**Passage extrait**:

Les opérations de vote se sont déroulées relativement dans le calme. Dans les rangs de l'opposition, certains sont convaincus que les carottes sont cuites pour Ali Bongo, qui aurait été surclassé dans les urnes par le candidat consensuel de l'opposition. Des informations, du reste non vérifiées, circulent d'ailleurs à ce propos sur les réseaux sociaux.

La prudence doit être de mise en de pareilles circonstances. Le Centre gabonais des élections (CGE) est la seule structure habilitée à proclamer les résultats. Si pour le moment aucun chiffre officiel ne permet d'établir la victoire ou la défaite de tel ou tel candidat, on peut épiloguer sur l'attitude du camp Ali Bongo, qui n'a pas véritablement travaillé pour une élection transparente.

Le refus d'accepter des observateurs internationaux et d'accréditer des médias étrangers, considérés à la limite comme des parias, ne confère aucune transparence aux élections de samedi. Bien au contraire, cela dénote d'une volonté d'organiser des élections à huis clos. Dans quel intérêt ? Allons le savoir.

De toute évidence, cette situation jette le discrédit sur les élections et les résultats qui en découleront, si elle ne conforte pas l'opposition dans sa position que des fraudes ont été orchestrées à dessein, pour maintenir le président Bongo aux affaires.

**Données d'entrée**:
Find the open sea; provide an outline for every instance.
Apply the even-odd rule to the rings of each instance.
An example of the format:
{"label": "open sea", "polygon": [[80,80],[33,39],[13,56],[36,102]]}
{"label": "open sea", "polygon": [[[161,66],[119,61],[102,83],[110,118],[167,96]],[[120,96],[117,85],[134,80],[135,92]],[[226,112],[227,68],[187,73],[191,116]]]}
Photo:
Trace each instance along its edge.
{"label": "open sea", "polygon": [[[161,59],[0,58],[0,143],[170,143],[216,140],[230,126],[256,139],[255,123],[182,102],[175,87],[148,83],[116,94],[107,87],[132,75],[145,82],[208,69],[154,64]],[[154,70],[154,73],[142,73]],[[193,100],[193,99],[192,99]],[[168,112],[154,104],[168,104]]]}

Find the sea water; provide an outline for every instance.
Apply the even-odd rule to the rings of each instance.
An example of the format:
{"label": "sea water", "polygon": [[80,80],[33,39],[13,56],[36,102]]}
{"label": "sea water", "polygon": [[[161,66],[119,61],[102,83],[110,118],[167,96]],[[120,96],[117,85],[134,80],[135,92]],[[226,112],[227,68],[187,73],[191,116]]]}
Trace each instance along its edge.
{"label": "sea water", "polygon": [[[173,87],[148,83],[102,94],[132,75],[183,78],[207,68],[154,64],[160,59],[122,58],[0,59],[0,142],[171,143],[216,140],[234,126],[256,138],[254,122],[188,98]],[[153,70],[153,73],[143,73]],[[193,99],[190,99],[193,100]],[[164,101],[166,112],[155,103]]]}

...

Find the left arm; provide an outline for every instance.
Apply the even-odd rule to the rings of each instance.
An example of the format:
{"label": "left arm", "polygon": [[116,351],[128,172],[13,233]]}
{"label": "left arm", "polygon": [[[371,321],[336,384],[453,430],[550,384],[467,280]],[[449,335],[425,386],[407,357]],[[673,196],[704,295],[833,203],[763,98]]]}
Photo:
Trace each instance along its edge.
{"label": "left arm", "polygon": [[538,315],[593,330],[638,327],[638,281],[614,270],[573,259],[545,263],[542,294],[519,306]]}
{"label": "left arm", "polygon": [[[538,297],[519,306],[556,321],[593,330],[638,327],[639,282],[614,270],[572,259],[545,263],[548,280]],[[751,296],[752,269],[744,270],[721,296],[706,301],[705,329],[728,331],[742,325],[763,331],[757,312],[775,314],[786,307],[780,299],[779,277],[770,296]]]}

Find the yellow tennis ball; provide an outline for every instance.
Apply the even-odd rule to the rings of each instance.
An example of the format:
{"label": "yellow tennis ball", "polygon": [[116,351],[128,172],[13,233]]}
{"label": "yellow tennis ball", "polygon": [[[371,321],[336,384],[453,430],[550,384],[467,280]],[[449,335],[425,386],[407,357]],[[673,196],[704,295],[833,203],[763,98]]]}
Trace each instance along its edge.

**Ensemble de tâches**:
#1 Reproduisez à l'identique le passage de l'article sur les élections gabonaises compris entre « La prudence doit » et « Allons le savoir. », ces deux bornes incluses.
#2 Filtrez les lignes ci-dessus pour ne garder que celles qui contiennent la chaîne « polygon ».

**Tâches résolues**:
#1
La prudence doit être de mise en de pareilles circonstances. Le Centre gabonais des élections (CGE) est la seule structure habilitée à proclamer les résultats. Si pour le moment aucun chiffre officiel ne permet d'établir la victoire ou la défaite de tel ou tel candidat, on peut épiloguer sur l'attitude du camp Ali Bongo, qui n'a pas véritablement travaillé pour une élection transparente.

Le refus d'accepter des observateurs internationaux et d'accréditer des médias étrangers, considérés à la limite comme des parias, ne confère aucune transparence aux élections de samedi. Bien au contraire, cela dénote d'une volonté d'organiser des élections à huis clos. Dans quel intérêt ? Allons le savoir.

#2
{"label": "open sea", "polygon": [[80,80],[33,39],[13,56],[36,102]]}
{"label": "open sea", "polygon": [[[161,66],[119,61],[102,83],[110,118],[167,96]],[[120,96],[117,85],[134,80],[135,92]],[[226,112],[227,68],[187,73],[191,116]]]}
{"label": "open sea", "polygon": [[[161,59],[0,58],[0,143],[170,143],[216,140],[230,126],[256,139],[255,123],[182,102],[175,87],[148,83],[116,94],[107,87],[132,75],[145,82],[208,69],[154,64]],[[154,70],[154,73],[142,73]],[[193,100],[193,99],[192,99]],[[168,112],[154,104],[168,104]]]}
{"label": "sea water", "polygon": [[80,80],[33,39],[13,56],[36,102]]}
{"label": "sea water", "polygon": [[[161,66],[119,61],[102,83],[110,118],[167,96]],[[120,96],[117,85],[134,80],[135,92]],[[226,112],[227,68],[187,73],[191,116]]]}
{"label": "sea water", "polygon": [[[173,87],[148,83],[102,94],[132,75],[183,78],[207,68],[154,64],[160,59],[122,58],[0,59],[0,142],[171,143],[216,140],[234,126],[256,138],[254,122],[188,98]],[[153,70],[153,73],[143,73]],[[193,99],[190,99],[193,100]],[[164,101],[166,112],[155,103]]]}
{"label": "left arm", "polygon": [[116,351],[128,172],[13,233]]}
{"label": "left arm", "polygon": [[[371,321],[336,384],[453,430],[550,384],[467,280]],[[449,335],[425,386],[407,357]],[[673,196],[704,295],[833,203],[763,98]]]}
{"label": "left arm", "polygon": [[538,315],[593,330],[638,327],[638,281],[614,270],[573,259],[545,263],[542,294],[519,306]]}
{"label": "left arm", "polygon": [[[538,297],[519,306],[556,321],[593,330],[638,327],[639,282],[614,270],[572,259],[545,263],[548,280]],[[751,296],[752,269],[744,270],[721,296],[706,301],[705,329],[728,331],[742,325],[763,331],[757,312],[775,314],[786,307],[780,299],[779,277],[770,296]]]}
{"label": "yellow tennis ball", "polygon": [[116,351],[128,172],[13,233]]}
{"label": "yellow tennis ball", "polygon": [[[371,321],[336,384],[453,430],[550,384],[467,280]],[[449,335],[425,386],[407,357]],[[673,196],[704,295],[833,203],[763,98]]]}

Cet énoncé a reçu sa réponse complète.